▸ **EXERCISE DETAILS**: Every line of the entries below from the one containing "Segment dark object" to the one containing "Segment dog's mouth from the image above.", both ends included, must be written out exactly. No other line belongs in the answer.
BEGIN
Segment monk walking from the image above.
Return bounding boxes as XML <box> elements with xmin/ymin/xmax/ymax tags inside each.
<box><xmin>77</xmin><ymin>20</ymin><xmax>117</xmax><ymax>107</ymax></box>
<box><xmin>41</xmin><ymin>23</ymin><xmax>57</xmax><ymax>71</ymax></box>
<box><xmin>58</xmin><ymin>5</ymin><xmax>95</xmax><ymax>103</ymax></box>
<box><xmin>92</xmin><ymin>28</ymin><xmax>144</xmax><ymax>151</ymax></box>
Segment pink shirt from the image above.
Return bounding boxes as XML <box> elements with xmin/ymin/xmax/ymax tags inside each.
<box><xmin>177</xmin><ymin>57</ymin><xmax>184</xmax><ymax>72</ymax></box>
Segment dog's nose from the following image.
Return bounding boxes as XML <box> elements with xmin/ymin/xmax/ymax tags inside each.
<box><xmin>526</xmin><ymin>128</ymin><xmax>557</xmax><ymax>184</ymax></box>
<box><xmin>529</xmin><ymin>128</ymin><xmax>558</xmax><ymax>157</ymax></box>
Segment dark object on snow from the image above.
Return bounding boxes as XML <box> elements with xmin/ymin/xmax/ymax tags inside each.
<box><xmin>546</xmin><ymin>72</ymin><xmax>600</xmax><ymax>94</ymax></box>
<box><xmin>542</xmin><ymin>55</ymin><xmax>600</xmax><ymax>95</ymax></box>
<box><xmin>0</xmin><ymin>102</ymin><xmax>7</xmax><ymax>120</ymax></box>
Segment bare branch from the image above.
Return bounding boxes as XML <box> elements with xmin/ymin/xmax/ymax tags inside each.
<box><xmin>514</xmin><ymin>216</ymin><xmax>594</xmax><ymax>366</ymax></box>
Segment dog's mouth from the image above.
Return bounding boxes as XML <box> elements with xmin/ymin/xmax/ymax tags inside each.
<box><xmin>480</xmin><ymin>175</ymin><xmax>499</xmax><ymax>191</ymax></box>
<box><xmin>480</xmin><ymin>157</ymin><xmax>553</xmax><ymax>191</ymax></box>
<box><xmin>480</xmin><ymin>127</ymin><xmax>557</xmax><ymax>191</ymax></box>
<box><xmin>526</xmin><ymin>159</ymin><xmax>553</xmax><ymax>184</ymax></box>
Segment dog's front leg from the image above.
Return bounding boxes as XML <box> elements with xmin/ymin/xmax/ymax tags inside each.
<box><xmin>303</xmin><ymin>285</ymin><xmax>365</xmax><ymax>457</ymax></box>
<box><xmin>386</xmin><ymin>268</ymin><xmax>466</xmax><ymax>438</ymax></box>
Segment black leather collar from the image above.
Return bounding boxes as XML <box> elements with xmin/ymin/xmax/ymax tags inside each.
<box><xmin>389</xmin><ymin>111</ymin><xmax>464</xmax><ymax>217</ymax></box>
END
▸ **REPLY TO THE TASK**:
Segment dark object on snow from the image above.
Return bounding boxes as XML <box> elements with xmin/ymin/xmax/ymax tags inside each.
<box><xmin>546</xmin><ymin>72</ymin><xmax>600</xmax><ymax>94</ymax></box>
<box><xmin>542</xmin><ymin>55</ymin><xmax>600</xmax><ymax>95</ymax></box>
<box><xmin>0</xmin><ymin>102</ymin><xmax>7</xmax><ymax>120</ymax></box>
Segment bare branch from the image above.
Return bounding boxes as XML <box> elements with xmin/ymin/xmax/ymax tags inside each.
<box><xmin>514</xmin><ymin>216</ymin><xmax>594</xmax><ymax>366</ymax></box>
Segment dog's mouth from the image above.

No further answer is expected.